ANFORDERUNG: Gib die folgende Textpassage über Alice Campbells Roman »Abenteuer und Herzeleid um Claire« vollständig und zeichengetreu wieder.

AUSGEWÄHLTE TEXTPASSAGE:
◆ ◆ ◆ ◆ ◆ ◆ ◆
T O D S P A N N U N G

 Raum für phantastische und serielle Spannungsliteratur des 19. und 20. Jahrhunderts von Robert N. Bloch und Mirko Schädel

Alice Campbell: »Abenteuer und Herzeleid um Claire«, 1940

von Mirko Schädel


Alice Campbell: Abenteuer und Herzeleid um Claire, Erlenbach-Zürich: Eugen Rentsch 1940, 418 Seiten, Schutzumschlag und Einband von G. Böhmer


Alice Ormond Campbell, 1887–1955, war eine in den USA geborene britische Kriminalautorin. Ursprünglich stammte sie aus Atlanta, Georgia, wo sie zu der gesellschaftlich prominenten Familie Ormond gehörte. Alice zog im Alter von neunzehn Jahren nach New York City und entwickelte sich zur Sozialistin und Frauenrechtlerin. Später zog sie nach Paris. Dort heiratete sie den in Amerika geborenen Künstler und Schriftsteller James Lawrence Campbell. Sie hatte drei Kinder. Nach dem Ersten Weltkrieg verließ die Familie Frankreich und ging nach England, wo Campbell bis 1950 weiterhin Krimis schrieb. Campbell veröffentlichte ihren ersten Kriminalroman, The Juggernaut, im Jahr 1929, den ich hier an anderer Stelle vorgestellt habe. Sie schrieb während ihrer Karriere mindestens neunzehn Detektivromane. Einige ihrer Krimis aus der Goldenen Ära spielen in Paris, dabei porträtierte sie offenbar auch Figuren wie Gertrude Stein und Aleister Crowley. Ihre Romane sind alles andere als prüde, sie beschrieb Sexualität für ihre Zeit außergewöhnlich modern und ihre Frauenfiguren stecken häufig in einem Prozeß der Emanzipation und Selbstbestimmung.
◆ ◆ ◆ ◆ ◆ ◆ ◆
(Gespeicherte Datensatzeinträge)
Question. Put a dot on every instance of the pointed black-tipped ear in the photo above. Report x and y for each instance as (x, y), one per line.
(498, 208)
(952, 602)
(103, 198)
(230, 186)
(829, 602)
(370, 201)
◆ ◆ ◆ ◆ ◆ ◆ ◆
LÖSUNG:
T O D S P A N N U N G

 Raum für phantastische und serielle Spannungsliteratur des 19. und 20. Jahrhunderts von Robert N. Bloch und Mirko Schädel

Alice Campbell: »Abenteuer und Herzeleid um Claire«, 1940

von Mirko Schädel


Alice Campbell: Abenteuer und Herzeleid um Claire, Erlenbach-Zürich: Eugen Rentsch 1940, 418 Seiten, Schutzumschlag und Einband von G. Böhmer


Alice Ormond Campbell, 1887–1955, war eine in den USA geborene britische Kriminalautorin. Ursprünglich stammte sie aus Atlanta, Georgia, wo sie zu der gesellschaftlich prominenten Familie Ormond gehörte. Alice zog im Alter von neunzehn Jahren nach New York City und entwickelte sich zur Sozialistin und Frauenrechtlerin. Später zog sie nach Paris. Dort heiratete sie den in Amerika geborenen Künstler und Schriftsteller James Lawrence Campbell. Sie hatte drei Kinder. Nach dem Ersten Weltkrieg verließ die Familie Frankreich und ging nach England, wo Campbell bis 1950 weiterhin Krimis schrieb. Campbell veröffentlichte ihren ersten Kriminalroman, The Juggernaut, im Jahr 1929, den ich hier an anderer Stelle vorgestellt habe. Sie schrieb während ihrer Karriere mindestens neunzehn Detektivromane. Einige ihrer Krimis aus der Goldenen Ära spielen in Paris, dabei porträtierte sie offenbar auch Figuren wie Gertrude Stein und Aleister Crowley. Ihre Romane sind alles andere als prüde, sie beschrieb Sexualität für ihre Zeit außergewöhnlich modern und ihre Frauenfiguren stecken häufig in einem Prozeß der Emanzipation und Selbstbestimmung.